Aim of the task: Transcribe each entry exactly, without pictures.

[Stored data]
━━━━━━
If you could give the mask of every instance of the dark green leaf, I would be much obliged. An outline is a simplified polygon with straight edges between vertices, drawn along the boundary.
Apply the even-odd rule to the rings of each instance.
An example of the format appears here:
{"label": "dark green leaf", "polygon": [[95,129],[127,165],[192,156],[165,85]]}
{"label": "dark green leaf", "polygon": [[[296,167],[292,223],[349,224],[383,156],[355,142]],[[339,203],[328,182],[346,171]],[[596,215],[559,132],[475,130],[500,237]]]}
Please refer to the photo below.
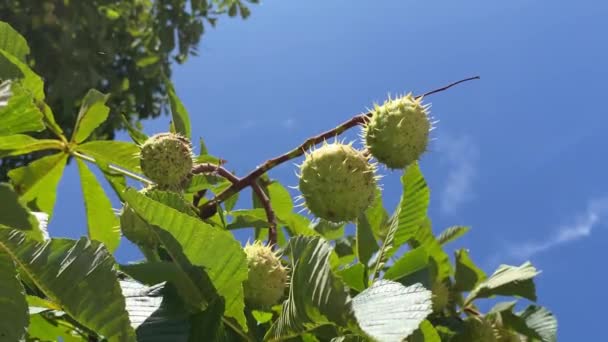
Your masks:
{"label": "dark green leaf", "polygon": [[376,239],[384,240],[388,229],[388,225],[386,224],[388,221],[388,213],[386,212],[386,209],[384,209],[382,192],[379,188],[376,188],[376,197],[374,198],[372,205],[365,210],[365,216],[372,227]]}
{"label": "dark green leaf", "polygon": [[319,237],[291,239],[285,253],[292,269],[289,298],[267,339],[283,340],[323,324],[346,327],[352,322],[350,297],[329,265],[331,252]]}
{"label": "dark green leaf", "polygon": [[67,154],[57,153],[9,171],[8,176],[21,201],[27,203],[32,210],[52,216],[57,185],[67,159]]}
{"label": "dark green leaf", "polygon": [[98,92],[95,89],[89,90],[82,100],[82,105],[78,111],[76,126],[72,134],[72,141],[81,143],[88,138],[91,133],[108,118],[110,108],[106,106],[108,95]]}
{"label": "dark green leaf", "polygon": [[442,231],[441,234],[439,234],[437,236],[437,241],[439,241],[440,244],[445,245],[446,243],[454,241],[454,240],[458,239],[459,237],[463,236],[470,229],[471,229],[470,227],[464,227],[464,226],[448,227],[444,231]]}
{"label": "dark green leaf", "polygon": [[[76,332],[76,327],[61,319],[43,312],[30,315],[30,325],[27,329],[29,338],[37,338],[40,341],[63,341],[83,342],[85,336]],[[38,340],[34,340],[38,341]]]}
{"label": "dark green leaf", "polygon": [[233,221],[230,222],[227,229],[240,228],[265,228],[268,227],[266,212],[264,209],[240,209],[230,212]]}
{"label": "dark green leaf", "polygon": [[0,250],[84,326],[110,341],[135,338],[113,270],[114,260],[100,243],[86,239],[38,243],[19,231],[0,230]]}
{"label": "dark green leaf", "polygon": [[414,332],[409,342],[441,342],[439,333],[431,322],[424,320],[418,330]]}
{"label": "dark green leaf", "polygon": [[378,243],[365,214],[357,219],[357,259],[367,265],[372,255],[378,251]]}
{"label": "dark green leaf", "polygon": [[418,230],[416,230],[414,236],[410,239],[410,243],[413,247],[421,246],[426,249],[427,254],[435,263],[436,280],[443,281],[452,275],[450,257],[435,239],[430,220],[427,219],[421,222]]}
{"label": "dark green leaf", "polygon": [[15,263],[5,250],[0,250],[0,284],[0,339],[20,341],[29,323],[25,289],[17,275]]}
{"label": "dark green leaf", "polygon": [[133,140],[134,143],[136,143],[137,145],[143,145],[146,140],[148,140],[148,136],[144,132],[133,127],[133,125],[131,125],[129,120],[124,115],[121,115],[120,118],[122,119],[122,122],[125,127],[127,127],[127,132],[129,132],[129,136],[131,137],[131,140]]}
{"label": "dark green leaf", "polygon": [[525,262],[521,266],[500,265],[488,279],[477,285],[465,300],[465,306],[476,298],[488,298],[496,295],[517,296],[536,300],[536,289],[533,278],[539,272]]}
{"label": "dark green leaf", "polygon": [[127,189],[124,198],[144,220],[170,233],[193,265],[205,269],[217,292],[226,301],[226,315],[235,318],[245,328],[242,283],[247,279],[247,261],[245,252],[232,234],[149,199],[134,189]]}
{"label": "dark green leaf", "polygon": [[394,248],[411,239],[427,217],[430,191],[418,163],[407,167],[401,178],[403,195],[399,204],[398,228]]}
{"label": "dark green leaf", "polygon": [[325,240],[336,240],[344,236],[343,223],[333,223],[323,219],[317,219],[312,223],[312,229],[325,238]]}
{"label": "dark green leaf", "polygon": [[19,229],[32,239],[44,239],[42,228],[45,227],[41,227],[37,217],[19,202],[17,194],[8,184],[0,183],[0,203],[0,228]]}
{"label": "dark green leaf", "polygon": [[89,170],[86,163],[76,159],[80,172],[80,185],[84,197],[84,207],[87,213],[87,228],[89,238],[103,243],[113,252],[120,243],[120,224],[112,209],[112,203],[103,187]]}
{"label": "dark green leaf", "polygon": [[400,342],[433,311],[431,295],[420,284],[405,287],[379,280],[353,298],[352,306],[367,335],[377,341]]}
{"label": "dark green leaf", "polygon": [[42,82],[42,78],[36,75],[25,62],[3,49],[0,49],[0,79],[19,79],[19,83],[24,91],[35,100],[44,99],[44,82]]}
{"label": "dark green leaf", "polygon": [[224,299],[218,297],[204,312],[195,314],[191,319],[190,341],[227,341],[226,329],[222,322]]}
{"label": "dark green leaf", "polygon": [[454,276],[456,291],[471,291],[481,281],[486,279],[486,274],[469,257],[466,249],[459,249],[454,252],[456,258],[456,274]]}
━━━━━━
Reply to the task:
If you could give the mask of every instance of the dark green leaf, I would be much obliged. An outline is a simplified polygon with straight edges between vertices, drawn along the boundary.
Apply the even-odd rule to the rings of each instance.
An example of the format appears here:
{"label": "dark green leaf", "polygon": [[95,129],[127,165],[192,156],[165,85]]}
{"label": "dark green leaf", "polygon": [[[296,167],[292,223],[349,224],[383,156],[355,142]],[[339,203],[328,182],[346,171]],[[596,215],[559,132],[475,130],[500,237]]]}
Please refer to the photo below.
Your masks:
{"label": "dark green leaf", "polygon": [[376,239],[384,240],[388,229],[388,225],[386,224],[388,221],[388,213],[386,212],[386,209],[384,209],[382,192],[379,188],[376,188],[376,197],[374,198],[372,205],[365,210],[365,216],[372,227]]}
{"label": "dark green leaf", "polygon": [[319,237],[291,239],[285,253],[292,269],[289,298],[267,339],[283,340],[323,324],[346,327],[352,322],[350,297],[329,265],[331,252]]}
{"label": "dark green leaf", "polygon": [[67,154],[57,153],[9,171],[8,176],[21,201],[27,203],[32,210],[52,216],[57,185],[67,159]]}
{"label": "dark green leaf", "polygon": [[98,92],[95,89],[89,90],[82,100],[82,105],[78,111],[76,126],[72,134],[72,141],[81,143],[88,138],[91,133],[108,118],[110,108],[106,106],[108,95]]}
{"label": "dark green leaf", "polygon": [[442,231],[441,234],[439,234],[437,236],[437,241],[439,241],[440,244],[445,245],[446,243],[454,241],[454,240],[458,239],[459,237],[463,236],[470,229],[471,229],[470,227],[464,227],[464,226],[448,227],[444,231]]}
{"label": "dark green leaf", "polygon": [[[76,332],[76,327],[61,319],[43,312],[30,315],[30,325],[27,329],[29,338],[37,338],[40,341],[63,341],[83,342],[85,336]],[[38,340],[34,340],[38,341]]]}
{"label": "dark green leaf", "polygon": [[233,221],[230,222],[227,229],[240,228],[265,228],[268,227],[266,212],[264,209],[240,209],[230,212]]}
{"label": "dark green leaf", "polygon": [[0,250],[84,326],[110,341],[135,338],[113,270],[114,260],[100,243],[86,239],[38,243],[19,231],[0,230]]}
{"label": "dark green leaf", "polygon": [[414,332],[409,342],[441,342],[439,333],[431,322],[424,320],[418,330]]}
{"label": "dark green leaf", "polygon": [[378,243],[365,214],[357,219],[357,259],[367,265],[372,255],[378,251]]}
{"label": "dark green leaf", "polygon": [[418,230],[416,230],[414,236],[410,239],[410,243],[413,247],[421,246],[426,249],[427,254],[435,263],[436,280],[443,281],[452,275],[450,257],[435,239],[430,220],[427,219],[421,222]]}
{"label": "dark green leaf", "polygon": [[15,263],[5,250],[0,250],[0,284],[0,339],[20,341],[29,323],[25,289],[17,275]]}
{"label": "dark green leaf", "polygon": [[133,140],[134,143],[136,143],[137,145],[143,145],[146,140],[148,140],[148,136],[144,132],[133,127],[133,125],[131,125],[129,120],[124,115],[121,115],[120,118],[122,119],[122,122],[125,127],[127,127],[127,132],[129,132],[129,136],[131,137],[131,140]]}
{"label": "dark green leaf", "polygon": [[525,262],[521,266],[500,265],[488,279],[477,285],[465,300],[465,306],[476,298],[488,298],[496,295],[517,296],[536,300],[536,289],[533,278],[539,272]]}
{"label": "dark green leaf", "polygon": [[127,189],[124,198],[144,220],[170,233],[193,265],[205,269],[217,292],[226,301],[226,315],[235,318],[245,328],[242,283],[247,279],[247,261],[245,252],[232,234],[149,199],[134,189]]}
{"label": "dark green leaf", "polygon": [[394,248],[411,239],[427,217],[430,191],[418,163],[407,167],[401,178],[403,195],[399,204],[398,228]]}
{"label": "dark green leaf", "polygon": [[325,240],[336,240],[344,236],[343,223],[333,223],[323,219],[317,219],[312,223],[312,229],[325,238]]}
{"label": "dark green leaf", "polygon": [[19,229],[32,239],[44,239],[42,228],[45,227],[41,227],[37,217],[19,202],[17,194],[8,184],[0,183],[0,203],[0,228]]}
{"label": "dark green leaf", "polygon": [[89,170],[86,163],[76,159],[80,172],[80,185],[84,197],[84,207],[87,213],[87,228],[89,238],[103,243],[113,252],[120,243],[120,224],[112,209],[112,203],[103,187]]}
{"label": "dark green leaf", "polygon": [[400,342],[433,311],[431,295],[420,284],[405,287],[379,280],[353,298],[352,306],[367,335],[377,341]]}
{"label": "dark green leaf", "polygon": [[42,82],[42,78],[36,75],[25,62],[3,49],[0,49],[0,79],[19,79],[19,83],[24,91],[35,100],[44,99],[44,82]]}
{"label": "dark green leaf", "polygon": [[224,299],[218,297],[204,312],[195,314],[191,319],[190,341],[227,341],[226,329],[222,322]]}
{"label": "dark green leaf", "polygon": [[454,276],[456,291],[471,291],[481,281],[486,279],[486,274],[469,257],[466,249],[459,249],[454,252],[456,258],[456,274]]}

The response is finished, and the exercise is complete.